» **TASKS TO CARRY OUT**:
1. In the blog post on Biosand Filters, rewrite the paragraph beginning "When I began this study I was naive and ignorant" as a short bulleted list that keeps its main facts.
2. According to the blog post on Biosand Filters, why may a household that describes good water as "clear, clean and cold" perceive the filter as a provider of good water? Answer in one to three sentences.
3. Continue the blog post on Biosand Filters from the point where it stops.

» **PROVIDED TEXT**:

Wednesday, July 29, 2009

The ties that bind? Some ideas on functionality, assets, behaviour, and perceptions

As I near the end of my placement I have finished my BSF programme study. To elucidate, my work has focused on the impact of Biosand Filters on households and how their functionality is influenced by assets, behaviours, and perceptions within households and communities. Looking at how intervention projects, such as the BSF programme, influence assets, behaviours, and perceptions was a secondary focus.

When I began this study I was naive and ignorant, and in many ways I still am. I had never read much development literature nor had I thoroughly explored appropriate technology in any great depth. To this day the bulk of my 'development' knowledge is pulled from case studies, papers, and the odd chapter of a book. While there is something to be said for hands on learning I think I should also begin to read more of the lit. As I conducted this study I constantly referred to similar work done in other countries, frameworks for semi structured interviews, and of course my own learning being done explicitly and implicitly in the environment around me. I feel as though much of development is hard to express on paper form and is in fact tacit - that is, to truly understand certain aspects of development perhaps it must be experienced. With that being said I want to toss out some ideas (so much for being tacit) I've come up with while finishing my final report. They aren't based on any essays or books; just a few thoughts derived from the placement thus far.

Assets, Behaviours, and Perceptions - a muddy cycle
ABP - Assets, behaviours, and perceptions. I'll call them collectively household aspects (for lack of a better word).
Perceptions shape behaviours... Behaviours shape perceptions..., they both shape which assets are used, or more importantly are not. Assets in turn impact the evolution of behaviour and perceptions
. It's a muddy cycle - it's hard to tell which area sparked the other. Intervention functionality is directly impacted by these three aspects of a individual and its environment. I like to express them in the following way:

(note each area should say Why/why not, how/ how it isn't, what/what isn't... Out of room. Remember the contra is important too!)

This triple Venn shows each aspect and how they overlap. Two ideas I draw from it:
1) Each aspect can be affected by one another and they all have overlapping areas (ie behaviours based on perceptions, perceptions based on behaviours, and so on).
2) The functionality of a intervention will also be impacted by how these three aspects interact.
To clarify: in the case of the BSF (an asset) in is important to know what other assets (ie: a well) will be used with it, why all assets are used, and how they are used. In order for an intervention to change or impact any one aspect it is important to consider the repercussions such a change will have on the others. Or on the flip side: what changes in perceptions will lead to changes in behaviour? If suddenly an NGO decided to fill in unsafe wells what would the resulting behaviour and perception changes be? (no, I am not advocating this.)

An example based on several households I have interviewed:

assets: BSF, buckets, shallow well, jerry can

-a household states that good water is clear, clean and cold. The filter renders water that is clean, clear, and cold so it may be perceived as a provider of good water.
-However the household doesn't perceive the need to clean the filter and does not.

[Stored entries]
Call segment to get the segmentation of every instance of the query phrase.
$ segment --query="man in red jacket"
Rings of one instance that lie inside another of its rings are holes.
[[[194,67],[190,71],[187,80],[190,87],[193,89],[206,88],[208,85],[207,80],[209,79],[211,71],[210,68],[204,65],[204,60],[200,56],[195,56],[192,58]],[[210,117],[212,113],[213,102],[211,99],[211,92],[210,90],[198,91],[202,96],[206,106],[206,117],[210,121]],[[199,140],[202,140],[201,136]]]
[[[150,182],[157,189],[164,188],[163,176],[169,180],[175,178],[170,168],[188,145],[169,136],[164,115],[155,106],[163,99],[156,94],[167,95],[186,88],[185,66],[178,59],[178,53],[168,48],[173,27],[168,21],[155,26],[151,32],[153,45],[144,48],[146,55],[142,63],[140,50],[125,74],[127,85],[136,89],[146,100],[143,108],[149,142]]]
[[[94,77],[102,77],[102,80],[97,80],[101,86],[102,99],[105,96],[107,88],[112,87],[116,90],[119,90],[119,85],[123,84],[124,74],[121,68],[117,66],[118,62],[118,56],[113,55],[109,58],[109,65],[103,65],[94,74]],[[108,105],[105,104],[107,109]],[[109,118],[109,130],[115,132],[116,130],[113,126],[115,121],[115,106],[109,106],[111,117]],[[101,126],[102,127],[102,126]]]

» **SET OF ANSWERS**:
1.
- The writer started the study with little knowledge and feels that is still partly true.
- Before the study, the writer had read little development literature and had not explored appropriate technology in depth.
- Most of the writer's development knowledge comes from case studies, papers, and the odd book chapter.
- The writer values hands-on learning but wants to read more of the literature.
- During the study, the writer drew on similar work from other countries, frameworks for semi-structured interviews, and learning from the surrounding environment.
- The writer feels much of development is tacit and may need to be experienced to be understood.
- The ideas that follow come from the placement itself, not from essays or books.

2. The household defines good water as clear, clean, and cold. The filter produces water that is clean, clear, and cold, so it matches that definition.

3.
-the household strongly believes that the Jerrycan is the only container which can be used with the filter

-the household uses the filter for all drinking water by pouring the water through the top and drinking it
-the household never cleans the filter
- the household stores water in the Jerrycan.

The following are some scenarios are based on the household above. I hope will articulate the three aspect framework:
(I have experienced them all multiple times)

Scenario: Jerrycan is lost
Since the household perceives the Jerrycan is the only container to be used with the filter the household may discontinue use. This is an example of how related assets and perceptions can impact behaviour.

Scenario: the filter is never cleaned and flow rate becomes very slow
Since the flow rate is very slow the household begins to perceive the filter as more of a chore and gradually stops using it. Perceptions have influenced behaviour which has changed perceptions, which have in turn influenced assets.

Scenario: The household doesn't have hygiene behaviour
There is a lack of behaviour, such as hand washing and as a result continues to suffer from diarrhea disease. Gradually their perception of the filter changes as they lose faith based on their behaviour. This is an example of behaviour influencing perceptions.

There is capacity for any one of the aspects to influence the others, or for any two to influence the remaining one.

Functionality? What's the function...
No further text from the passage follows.